**PROBLEMS TO WORK ON**
A. Translate the following sentence from the article on the Henan rural banking scandal into Spanish: "Police in Xuchang city, Henan said in a statement Monday that “significant progress” has been made in recovering losses, and investigation into the case is pushing forward."
B. Rewrite the article on the Henan rural banking scandal from "It said a criminal" up to and including "high as 18%.", replacing "criminal gang" with "criminal group".
C. Write a continuation of the article on the Henan rural banking scandal, picking up after its final sentence.

**TEXT FOR ANALYSIS**
China arrests hundreds in rural banking scandal



Since April, four rural banks in China’s central Henan province have frozen deposits worth millions of dollars, heaping misery on hundreds of thousands of customers in an economy already battered by draconian Covid lockdowns.

Police in Xuchang city, Henan said in a statement Monday that “significant progress” has been made in recovering losses, and investigation into the case is pushing forward.

It said a criminal gang led by the alleged mastermind, Lv Yi, took control of four rural banks including Yuzhou Xinminsheng Village Bank, luring depositors with promises of annual returns as high as 18%.

Anguished depositors have staged several demonstrations in the city of Zhengzhou, Henan’s provincial capital, over the past two months to demand their savings back, but their calls had fallen on deaf ears.

In July, more than 1,000 depositors from across China gathered outside the Zhengzhou branch of the country’s central bank, the People’s Bank of China, to launch their largest protest yet. The peaceful demonstration was crushed violently by authorities, with police and plain-clothed security personnel forcefully dispersing protesters.

Following the protest, Henan’s financial regulator said depositors would be refunded, with the first payments being sent to bank customers with a combined total of less than 50,000 yuan ($7,200) deposited at a single bank.

**EXTRACTED INFORMATION**
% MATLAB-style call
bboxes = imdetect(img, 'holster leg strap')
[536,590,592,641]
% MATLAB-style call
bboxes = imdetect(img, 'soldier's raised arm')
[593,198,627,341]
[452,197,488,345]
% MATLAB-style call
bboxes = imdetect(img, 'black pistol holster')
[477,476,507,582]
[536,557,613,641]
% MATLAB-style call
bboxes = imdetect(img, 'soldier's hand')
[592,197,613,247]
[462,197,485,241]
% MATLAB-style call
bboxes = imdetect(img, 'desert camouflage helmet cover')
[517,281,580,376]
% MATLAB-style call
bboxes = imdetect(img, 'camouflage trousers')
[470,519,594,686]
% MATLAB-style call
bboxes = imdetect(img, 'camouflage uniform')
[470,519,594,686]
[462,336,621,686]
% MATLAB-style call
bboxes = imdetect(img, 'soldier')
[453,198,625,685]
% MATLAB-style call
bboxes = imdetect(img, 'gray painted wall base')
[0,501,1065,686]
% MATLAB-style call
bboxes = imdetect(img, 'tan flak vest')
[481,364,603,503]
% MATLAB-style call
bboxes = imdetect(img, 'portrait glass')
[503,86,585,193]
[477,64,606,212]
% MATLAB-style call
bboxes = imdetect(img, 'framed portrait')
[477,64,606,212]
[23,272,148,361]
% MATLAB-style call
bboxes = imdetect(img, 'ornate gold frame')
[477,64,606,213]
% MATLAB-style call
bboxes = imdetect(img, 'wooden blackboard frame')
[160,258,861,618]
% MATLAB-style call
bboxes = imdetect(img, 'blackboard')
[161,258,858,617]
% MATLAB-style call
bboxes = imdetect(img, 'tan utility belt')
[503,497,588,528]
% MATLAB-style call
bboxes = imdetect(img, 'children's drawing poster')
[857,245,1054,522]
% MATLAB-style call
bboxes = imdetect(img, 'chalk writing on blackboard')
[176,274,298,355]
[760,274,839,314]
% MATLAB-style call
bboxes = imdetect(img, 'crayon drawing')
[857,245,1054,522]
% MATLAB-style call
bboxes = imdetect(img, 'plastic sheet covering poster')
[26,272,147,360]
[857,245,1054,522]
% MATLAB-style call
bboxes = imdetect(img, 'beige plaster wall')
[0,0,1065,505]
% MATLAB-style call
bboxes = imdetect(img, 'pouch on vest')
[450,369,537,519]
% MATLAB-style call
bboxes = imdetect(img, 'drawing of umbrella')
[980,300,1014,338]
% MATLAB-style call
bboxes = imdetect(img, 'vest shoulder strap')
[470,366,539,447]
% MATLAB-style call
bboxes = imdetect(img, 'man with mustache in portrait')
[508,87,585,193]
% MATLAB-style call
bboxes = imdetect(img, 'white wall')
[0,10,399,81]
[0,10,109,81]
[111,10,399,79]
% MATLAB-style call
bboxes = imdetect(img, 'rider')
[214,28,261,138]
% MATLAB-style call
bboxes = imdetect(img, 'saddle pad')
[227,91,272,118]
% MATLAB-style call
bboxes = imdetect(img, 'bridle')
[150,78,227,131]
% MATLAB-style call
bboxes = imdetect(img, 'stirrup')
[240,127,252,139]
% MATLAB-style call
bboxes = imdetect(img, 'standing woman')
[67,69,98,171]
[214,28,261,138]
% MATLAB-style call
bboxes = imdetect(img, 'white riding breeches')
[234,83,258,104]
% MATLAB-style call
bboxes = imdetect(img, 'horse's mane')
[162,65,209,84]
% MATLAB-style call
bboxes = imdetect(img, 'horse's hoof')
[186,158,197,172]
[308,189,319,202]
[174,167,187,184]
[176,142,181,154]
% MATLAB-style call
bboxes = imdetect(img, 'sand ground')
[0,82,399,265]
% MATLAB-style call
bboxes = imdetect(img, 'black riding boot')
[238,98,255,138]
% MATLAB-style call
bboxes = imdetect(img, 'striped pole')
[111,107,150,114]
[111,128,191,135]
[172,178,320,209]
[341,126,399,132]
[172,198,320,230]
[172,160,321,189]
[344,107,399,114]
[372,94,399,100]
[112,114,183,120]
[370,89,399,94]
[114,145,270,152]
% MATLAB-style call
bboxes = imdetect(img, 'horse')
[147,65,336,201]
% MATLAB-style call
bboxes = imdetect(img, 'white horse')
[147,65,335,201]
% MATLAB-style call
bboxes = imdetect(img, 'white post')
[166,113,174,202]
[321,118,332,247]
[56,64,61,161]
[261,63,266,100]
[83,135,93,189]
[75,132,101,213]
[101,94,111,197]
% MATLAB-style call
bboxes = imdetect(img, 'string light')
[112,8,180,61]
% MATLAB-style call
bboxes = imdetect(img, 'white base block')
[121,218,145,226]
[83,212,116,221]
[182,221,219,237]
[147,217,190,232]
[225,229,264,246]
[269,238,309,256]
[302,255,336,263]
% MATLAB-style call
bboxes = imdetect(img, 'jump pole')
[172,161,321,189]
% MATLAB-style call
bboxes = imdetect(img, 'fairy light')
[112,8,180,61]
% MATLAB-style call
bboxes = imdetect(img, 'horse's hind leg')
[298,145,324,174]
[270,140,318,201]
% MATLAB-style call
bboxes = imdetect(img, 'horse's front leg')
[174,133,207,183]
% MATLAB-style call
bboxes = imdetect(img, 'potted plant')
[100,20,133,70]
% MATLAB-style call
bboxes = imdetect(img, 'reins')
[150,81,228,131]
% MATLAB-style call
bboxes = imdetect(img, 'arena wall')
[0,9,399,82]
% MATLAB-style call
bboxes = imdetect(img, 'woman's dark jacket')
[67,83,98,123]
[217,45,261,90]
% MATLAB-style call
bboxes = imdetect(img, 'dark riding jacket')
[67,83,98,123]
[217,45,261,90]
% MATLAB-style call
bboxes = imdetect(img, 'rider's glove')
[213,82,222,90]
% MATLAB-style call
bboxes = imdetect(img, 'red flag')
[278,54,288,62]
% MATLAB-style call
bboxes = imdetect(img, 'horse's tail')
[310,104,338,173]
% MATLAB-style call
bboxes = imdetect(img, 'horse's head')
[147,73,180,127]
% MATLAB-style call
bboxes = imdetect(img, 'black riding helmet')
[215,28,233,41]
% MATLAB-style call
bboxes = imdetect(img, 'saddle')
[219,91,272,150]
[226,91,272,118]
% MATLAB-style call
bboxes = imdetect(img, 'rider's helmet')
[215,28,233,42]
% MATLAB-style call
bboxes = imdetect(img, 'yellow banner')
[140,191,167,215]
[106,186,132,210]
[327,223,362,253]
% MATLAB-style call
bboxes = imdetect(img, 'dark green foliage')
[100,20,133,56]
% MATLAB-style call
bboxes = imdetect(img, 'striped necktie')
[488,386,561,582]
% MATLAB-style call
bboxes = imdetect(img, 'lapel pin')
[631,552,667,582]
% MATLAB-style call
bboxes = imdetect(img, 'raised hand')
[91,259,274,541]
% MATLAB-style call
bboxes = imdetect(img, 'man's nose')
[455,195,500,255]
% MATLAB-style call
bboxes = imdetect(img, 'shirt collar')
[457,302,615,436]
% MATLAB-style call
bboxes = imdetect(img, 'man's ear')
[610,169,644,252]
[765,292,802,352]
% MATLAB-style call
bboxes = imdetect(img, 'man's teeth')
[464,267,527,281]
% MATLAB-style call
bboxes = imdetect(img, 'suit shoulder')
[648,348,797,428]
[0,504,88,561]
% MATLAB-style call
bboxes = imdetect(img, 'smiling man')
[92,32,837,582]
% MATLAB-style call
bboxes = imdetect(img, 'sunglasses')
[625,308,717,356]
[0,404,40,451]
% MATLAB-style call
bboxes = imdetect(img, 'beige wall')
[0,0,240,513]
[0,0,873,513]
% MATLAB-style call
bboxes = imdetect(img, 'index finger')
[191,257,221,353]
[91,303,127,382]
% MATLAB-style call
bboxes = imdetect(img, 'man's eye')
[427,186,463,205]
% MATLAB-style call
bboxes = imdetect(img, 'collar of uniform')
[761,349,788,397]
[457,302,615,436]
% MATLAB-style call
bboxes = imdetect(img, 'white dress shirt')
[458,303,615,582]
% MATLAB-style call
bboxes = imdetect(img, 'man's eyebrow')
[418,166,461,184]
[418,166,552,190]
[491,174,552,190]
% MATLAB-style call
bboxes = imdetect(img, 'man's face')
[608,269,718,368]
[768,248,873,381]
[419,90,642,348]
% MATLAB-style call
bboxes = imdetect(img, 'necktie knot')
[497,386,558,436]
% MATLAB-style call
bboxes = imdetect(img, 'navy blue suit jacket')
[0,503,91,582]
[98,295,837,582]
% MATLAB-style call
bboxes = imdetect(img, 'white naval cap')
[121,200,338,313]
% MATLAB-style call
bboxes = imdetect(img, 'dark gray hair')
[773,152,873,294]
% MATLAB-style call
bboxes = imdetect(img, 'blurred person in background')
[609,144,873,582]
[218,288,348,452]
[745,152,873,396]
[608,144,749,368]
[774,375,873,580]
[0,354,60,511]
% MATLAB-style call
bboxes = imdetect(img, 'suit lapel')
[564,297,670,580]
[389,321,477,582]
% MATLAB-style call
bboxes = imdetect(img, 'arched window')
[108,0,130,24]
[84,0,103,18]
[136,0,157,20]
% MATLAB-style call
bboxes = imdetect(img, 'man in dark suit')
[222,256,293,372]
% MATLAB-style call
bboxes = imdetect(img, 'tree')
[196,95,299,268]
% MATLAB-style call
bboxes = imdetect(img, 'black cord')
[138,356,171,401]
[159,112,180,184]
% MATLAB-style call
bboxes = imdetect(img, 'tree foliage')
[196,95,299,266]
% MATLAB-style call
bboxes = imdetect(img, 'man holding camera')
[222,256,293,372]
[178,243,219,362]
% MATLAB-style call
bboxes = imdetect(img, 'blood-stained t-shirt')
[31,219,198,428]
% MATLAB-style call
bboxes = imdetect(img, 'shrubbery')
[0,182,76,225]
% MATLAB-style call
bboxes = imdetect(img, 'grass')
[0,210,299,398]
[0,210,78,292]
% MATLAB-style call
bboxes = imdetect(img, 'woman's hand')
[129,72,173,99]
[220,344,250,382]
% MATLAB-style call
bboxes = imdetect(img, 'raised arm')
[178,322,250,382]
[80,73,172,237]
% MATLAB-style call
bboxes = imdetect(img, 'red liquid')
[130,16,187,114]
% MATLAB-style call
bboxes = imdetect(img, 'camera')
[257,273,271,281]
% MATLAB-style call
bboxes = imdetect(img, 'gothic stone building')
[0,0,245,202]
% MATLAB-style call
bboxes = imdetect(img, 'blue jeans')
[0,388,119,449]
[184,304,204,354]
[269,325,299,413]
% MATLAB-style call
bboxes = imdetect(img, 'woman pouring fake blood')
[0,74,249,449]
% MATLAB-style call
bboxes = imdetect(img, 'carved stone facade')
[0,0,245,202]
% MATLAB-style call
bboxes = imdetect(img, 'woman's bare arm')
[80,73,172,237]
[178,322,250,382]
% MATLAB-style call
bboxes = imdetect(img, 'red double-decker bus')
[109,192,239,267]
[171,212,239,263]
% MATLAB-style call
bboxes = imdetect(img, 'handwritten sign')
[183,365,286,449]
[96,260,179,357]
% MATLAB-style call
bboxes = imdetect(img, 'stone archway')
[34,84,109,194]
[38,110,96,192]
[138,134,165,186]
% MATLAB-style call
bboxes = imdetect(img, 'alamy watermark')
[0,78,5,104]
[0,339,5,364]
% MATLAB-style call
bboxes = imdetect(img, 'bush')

**ANSWERS TO EACH TASK**
A. La policía de la ciudad de Xuchang, en Henan, dijo en un comunicado el lunes que se han logrado «avances significativos» en la recuperación de las pérdidas y que la investigación del caso sigue adelante.

B.
It said a criminal group led by the alleged mastermind, Lv Yi, took control of four rural banks including Yuzhou Xinminsheng Village Bank, luring depositors with promises of annual returns as high as 18%.

C.
On Monday, the financial authorities said they would launch another round of repayments to customers, this time focusing on those with deposits of between 400,000 yuan ($57,800) and 500,000 yuan ($72,200).

Depositors who have lost more would receive an initial sum of 500,000 yuan with the remainder reserved for now, according to the regulators.

“After this round of repayments, the centralized repayment work will be largely completed, and further matters will be dealt with by the four rural banks,” the statement said.

Runs on small Chinese banks have become more frequent in recent years and some have been accused of financial improprieties or corruption. But experts worry that a much bigger financial problem could be looming, caused by fallout from a real estate crash and soaring bad debts related to the Covid-19 pandemic.

About a quarter of the total assets in China’s banking system are held by around 4,000 small lenders, which often have opaque ownership and governance structures and are more vulnerable to corruption and the sharp economic slowdown.